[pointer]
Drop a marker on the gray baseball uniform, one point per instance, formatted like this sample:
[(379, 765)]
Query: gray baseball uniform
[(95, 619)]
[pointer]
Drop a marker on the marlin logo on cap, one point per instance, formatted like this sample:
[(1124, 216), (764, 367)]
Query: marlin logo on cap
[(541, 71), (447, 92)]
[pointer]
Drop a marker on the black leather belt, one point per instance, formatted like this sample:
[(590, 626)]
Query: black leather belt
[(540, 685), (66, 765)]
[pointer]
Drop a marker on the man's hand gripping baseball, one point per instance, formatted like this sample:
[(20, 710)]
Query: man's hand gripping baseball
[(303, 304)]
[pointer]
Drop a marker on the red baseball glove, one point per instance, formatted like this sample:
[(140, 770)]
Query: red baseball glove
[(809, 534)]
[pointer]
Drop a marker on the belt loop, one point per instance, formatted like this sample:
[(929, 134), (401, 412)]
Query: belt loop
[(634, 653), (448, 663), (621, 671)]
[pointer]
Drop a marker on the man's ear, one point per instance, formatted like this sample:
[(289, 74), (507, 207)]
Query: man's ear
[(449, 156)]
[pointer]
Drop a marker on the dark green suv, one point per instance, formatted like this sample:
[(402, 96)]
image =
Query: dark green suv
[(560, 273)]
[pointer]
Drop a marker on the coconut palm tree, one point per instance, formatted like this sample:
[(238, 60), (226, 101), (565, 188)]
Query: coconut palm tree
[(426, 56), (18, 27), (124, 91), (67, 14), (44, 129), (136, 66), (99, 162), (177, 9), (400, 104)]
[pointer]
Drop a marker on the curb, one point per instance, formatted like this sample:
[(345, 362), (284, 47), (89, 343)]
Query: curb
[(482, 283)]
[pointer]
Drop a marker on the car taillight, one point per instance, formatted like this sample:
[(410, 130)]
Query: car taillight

══════════════════════════════

» Work to be completed:
Format these lines as a numbered list, leaving out any blank lines.

» Worked solution:
1. [pointer]
2. Drop a marker on the gray baseball uniform, one point per instance, formatted like this sample:
3. [(379, 765)]
4. Query: gray baseball uniform
5. [(95, 619)]
6. [pointer]
7. Drop a marker on the marlin logo on cap, one point per instance, formatted like this sample:
8. [(1124, 216), (764, 367)]
9. Query: marlin logo on cap
10. [(541, 71), (447, 92)]
11. [pointer]
12. Drop a marker on the black leather belt, one point per instance, formatted like this sample:
13. [(590, 626)]
14. Query: black leather belt
15. [(540, 685), (66, 765)]
16. [pointer]
17. Drop a marker on the man's hand gripping baseball, one point per instance, formatted like this sample:
18. [(20, 710)]
19. Query: man's hand gripping baseball
20. [(303, 304)]
21. [pointer]
22. Drop a marker on the red baseball glove, one point per instance, formatted like this sample:
23. [(140, 770)]
24. Query: red baseball glove
25. [(809, 534)]
26. [pointer]
27. Drop a marker on the belt loop, one point per instance, formatted like this sample:
28. [(929, 134), (401, 412)]
29. Query: belt loop
30. [(634, 653), (448, 663), (621, 671)]
31. [pointer]
32. Drop a marker on the man's ear, one point per instance, formatted like this sample:
33. [(289, 74), (507, 207)]
34. Query: man's ear
35. [(449, 156)]
36. [pointer]
37. Drop a marker on the dark green suv, one point per instance, formatted like this sample:
38. [(402, 96)]
39. image =
40. Query: dark green suv
41. [(560, 273)]
42. [pointer]
43. Drop a marker on the coconut palm tree, one point per instance, formatted like this sample:
44. [(238, 60), (226, 101), (565, 188)]
45. Query: coconut palm tree
46. [(426, 56), (18, 27), (124, 91), (67, 14), (44, 129), (136, 66), (99, 162), (177, 9), (400, 104)]
47. [pointer]
48. Drop a marker on the curb, one point per instance, formatted like this sample:
49. [(345, 362), (284, 47), (89, 343)]
50. Query: curb
51. [(482, 283)]
52. [pointer]
53. Drop a marker on the car taillight, one point per instance, formatted like this sample:
54. [(410, 130)]
55. Query: car taillight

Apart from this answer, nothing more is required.